TASK STATEMENT: Convert the lines below into a JSON list of strings, one string per line, and omit any blank lines.

[Records excerpted from a collection]
--*--
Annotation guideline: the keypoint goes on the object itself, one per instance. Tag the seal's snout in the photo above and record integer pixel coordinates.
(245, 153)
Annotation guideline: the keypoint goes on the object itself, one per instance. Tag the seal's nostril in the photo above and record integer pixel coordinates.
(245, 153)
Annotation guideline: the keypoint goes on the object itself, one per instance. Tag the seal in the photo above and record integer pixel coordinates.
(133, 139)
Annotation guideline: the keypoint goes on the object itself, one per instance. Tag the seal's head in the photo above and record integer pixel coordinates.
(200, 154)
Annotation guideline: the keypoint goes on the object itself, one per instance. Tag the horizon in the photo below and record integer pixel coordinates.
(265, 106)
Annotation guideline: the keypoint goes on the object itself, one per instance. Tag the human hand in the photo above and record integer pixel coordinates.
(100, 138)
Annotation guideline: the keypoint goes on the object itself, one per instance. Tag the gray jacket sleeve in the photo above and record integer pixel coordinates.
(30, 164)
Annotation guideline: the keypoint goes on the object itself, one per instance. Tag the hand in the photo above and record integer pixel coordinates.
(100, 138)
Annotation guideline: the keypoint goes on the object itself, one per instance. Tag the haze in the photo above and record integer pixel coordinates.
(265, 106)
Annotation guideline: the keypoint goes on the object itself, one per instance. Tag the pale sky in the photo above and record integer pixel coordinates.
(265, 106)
--*--
RESPONSE TO THE TASK:
[
  "Annotation guideline: the keypoint goes on the object itself, one per instance. Tag the seal's snout in the photo above and record integer pixel coordinates.",
  "(245, 153)",
  "Annotation guideline: the keypoint goes on the object itself, one per instance. Tag the seal's nostril in the photo above and record integer pixel coordinates.",
  "(245, 153)",
  "Annotation guideline: the keypoint goes on the object itself, one per instance. Tag the seal in the photo above and record integer pixel coordinates.",
  "(133, 139)",
  "Annotation guideline: the keypoint goes on the object itself, one per instance. Tag the seal's head in the photo above and record integer pixel coordinates.",
  "(200, 154)",
  "Annotation guideline: the keypoint goes on the object itself, one per instance. Tag the horizon in the photo below and record integer pixel coordinates.",
  "(265, 106)",
  "Annotation guideline: the keypoint goes on the object itself, one per instance. Tag the human hand in the photo above and record integer pixel coordinates.",
  "(100, 138)",
  "Annotation guideline: the keypoint goes on the object itself, one per instance. Tag the gray jacket sleeve in the photo above and record integer pixel coordinates.",
  "(30, 164)",
  "Annotation guideline: the keypoint goes on the object itself, one per instance. Tag the hand in the photo above and record integer pixel coordinates.",
  "(100, 138)",
  "Annotation guideline: the keypoint goes on the object itself, one per instance. Tag the haze in the photo above and record integer pixel coordinates.",
  "(265, 106)",
  "Annotation guideline: the keypoint goes on the object itself, one per instance. Tag the pale sky in the photo above and record integer pixel coordinates.",
  "(265, 106)"
]